═════ GIVEN ENTRIES

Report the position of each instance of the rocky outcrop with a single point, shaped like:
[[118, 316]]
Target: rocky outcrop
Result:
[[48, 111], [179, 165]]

══════════

WHAT TO DO:
Each line above must be returned exactly as written.

TASK SOLUTION:
Report the position of each instance of the rocky outcrop with a single point, shaped like:
[[118, 316]]
Target: rocky outcrop
Result:
[[48, 111], [179, 165]]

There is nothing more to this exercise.